### Record list
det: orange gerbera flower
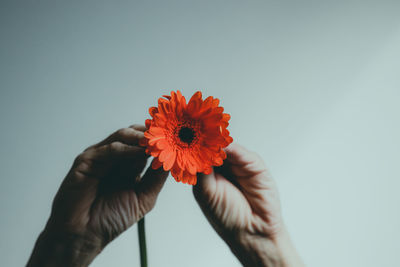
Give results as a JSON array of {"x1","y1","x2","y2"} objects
[{"x1": 140, "y1": 90, "x2": 233, "y2": 185}]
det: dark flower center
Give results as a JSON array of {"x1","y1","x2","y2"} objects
[{"x1": 178, "y1": 127, "x2": 195, "y2": 144}]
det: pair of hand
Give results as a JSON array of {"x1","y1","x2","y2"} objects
[{"x1": 28, "y1": 125, "x2": 301, "y2": 266}]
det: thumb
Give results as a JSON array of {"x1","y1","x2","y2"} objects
[
  {"x1": 193, "y1": 170, "x2": 217, "y2": 206},
  {"x1": 137, "y1": 161, "x2": 169, "y2": 205}
]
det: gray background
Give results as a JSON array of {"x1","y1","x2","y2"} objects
[{"x1": 0, "y1": 0, "x2": 400, "y2": 267}]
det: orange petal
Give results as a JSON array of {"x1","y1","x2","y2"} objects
[{"x1": 151, "y1": 158, "x2": 162, "y2": 170}]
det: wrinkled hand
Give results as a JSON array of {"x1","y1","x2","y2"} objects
[
  {"x1": 28, "y1": 125, "x2": 168, "y2": 266},
  {"x1": 193, "y1": 144, "x2": 302, "y2": 266}
]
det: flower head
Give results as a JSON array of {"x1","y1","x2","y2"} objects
[{"x1": 141, "y1": 90, "x2": 233, "y2": 185}]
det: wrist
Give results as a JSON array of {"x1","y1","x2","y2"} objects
[{"x1": 27, "y1": 228, "x2": 101, "y2": 267}]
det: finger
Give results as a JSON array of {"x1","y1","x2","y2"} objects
[
  {"x1": 85, "y1": 141, "x2": 148, "y2": 161},
  {"x1": 193, "y1": 171, "x2": 217, "y2": 203},
  {"x1": 139, "y1": 161, "x2": 169, "y2": 197},
  {"x1": 93, "y1": 127, "x2": 144, "y2": 147},
  {"x1": 129, "y1": 124, "x2": 147, "y2": 132}
]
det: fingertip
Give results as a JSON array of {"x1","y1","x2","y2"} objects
[
  {"x1": 128, "y1": 124, "x2": 147, "y2": 132},
  {"x1": 193, "y1": 171, "x2": 216, "y2": 200}
]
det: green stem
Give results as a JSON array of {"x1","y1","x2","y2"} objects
[{"x1": 138, "y1": 217, "x2": 147, "y2": 267}]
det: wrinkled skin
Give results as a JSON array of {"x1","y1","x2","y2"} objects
[
  {"x1": 28, "y1": 125, "x2": 168, "y2": 266},
  {"x1": 193, "y1": 144, "x2": 283, "y2": 266}
]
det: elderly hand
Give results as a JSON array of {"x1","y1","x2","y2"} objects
[
  {"x1": 28, "y1": 125, "x2": 168, "y2": 266},
  {"x1": 193, "y1": 144, "x2": 303, "y2": 267}
]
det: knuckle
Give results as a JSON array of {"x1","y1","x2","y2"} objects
[
  {"x1": 108, "y1": 141, "x2": 124, "y2": 151},
  {"x1": 117, "y1": 128, "x2": 132, "y2": 137}
]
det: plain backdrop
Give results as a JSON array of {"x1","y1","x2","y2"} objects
[{"x1": 0, "y1": 0, "x2": 400, "y2": 267}]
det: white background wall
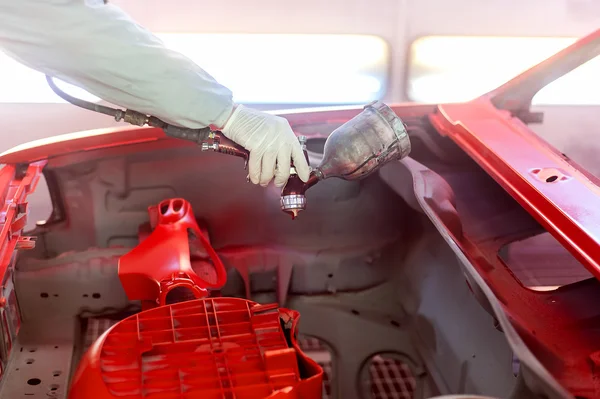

### Written exercise
Reproduce all of the material above verbatim, line for line, and omit the pictures.

### Exercise result
det: orange gerbera flower
Give results as a JSON array of {"x1","y1","x2","y2"} objects
[{"x1": 140, "y1": 90, "x2": 233, "y2": 185}]
det: dark flower center
Give results as a JSON array of {"x1","y1","x2","y2"} objects
[{"x1": 178, "y1": 127, "x2": 195, "y2": 144}]
det: pair of hand
Give results as a JSON array of {"x1","y1","x2","y2"} objects
[{"x1": 28, "y1": 125, "x2": 301, "y2": 266}]
det: thumb
Give results as a JSON array of {"x1","y1","x2","y2"} objects
[
  {"x1": 193, "y1": 170, "x2": 217, "y2": 206},
  {"x1": 137, "y1": 161, "x2": 169, "y2": 205}
]
det: gray background
Give results as a JSON array of {"x1","y1","x2","y2"} objects
[{"x1": 0, "y1": 0, "x2": 400, "y2": 267}]
det: orange petal
Give results as a JSON array of {"x1","y1","x2","y2"} objects
[{"x1": 151, "y1": 158, "x2": 162, "y2": 170}]
det: wrinkled hand
Give results as a JSON array of {"x1","y1","x2","y2"} objects
[
  {"x1": 28, "y1": 125, "x2": 168, "y2": 266},
  {"x1": 193, "y1": 144, "x2": 302, "y2": 266}
]
det: flower head
Give results as a JSON array of {"x1","y1","x2","y2"} objects
[{"x1": 141, "y1": 90, "x2": 233, "y2": 185}]
det: wrist
Give results as a JSON array of {"x1","y1","x2","y2"} objects
[{"x1": 27, "y1": 228, "x2": 101, "y2": 267}]
det: finger
Give results as a JSON array of {"x1","y1","x2","y2"} objects
[
  {"x1": 85, "y1": 141, "x2": 148, "y2": 161},
  {"x1": 193, "y1": 171, "x2": 217, "y2": 203},
  {"x1": 139, "y1": 161, "x2": 169, "y2": 197},
  {"x1": 93, "y1": 127, "x2": 144, "y2": 147},
  {"x1": 129, "y1": 124, "x2": 147, "y2": 132}
]
det: fingertip
Give results as a JSON array of {"x1","y1","x2","y2"} objects
[
  {"x1": 128, "y1": 124, "x2": 147, "y2": 132},
  {"x1": 193, "y1": 171, "x2": 216, "y2": 200}
]
det: green stem
Give results as a JSON array of {"x1","y1","x2","y2"} objects
[{"x1": 138, "y1": 217, "x2": 147, "y2": 267}]
det: wrinkled skin
Give results as a JSON array of {"x1","y1","x2","y2"} objects
[
  {"x1": 28, "y1": 125, "x2": 168, "y2": 266},
  {"x1": 193, "y1": 144, "x2": 283, "y2": 266}
]
det: elderly hand
Give results as a JSON array of {"x1","y1","x2","y2"} objects
[
  {"x1": 28, "y1": 125, "x2": 168, "y2": 266},
  {"x1": 193, "y1": 144, "x2": 303, "y2": 267}
]
det: knuckle
Give results as a JSON array of {"x1","y1","x2","y2"} objects
[
  {"x1": 108, "y1": 141, "x2": 124, "y2": 151},
  {"x1": 117, "y1": 128, "x2": 132, "y2": 137}
]
det: plain backdrop
Give results as a JSON array of {"x1","y1","x2","y2"} objects
[{"x1": 0, "y1": 0, "x2": 400, "y2": 267}]
det: white background wall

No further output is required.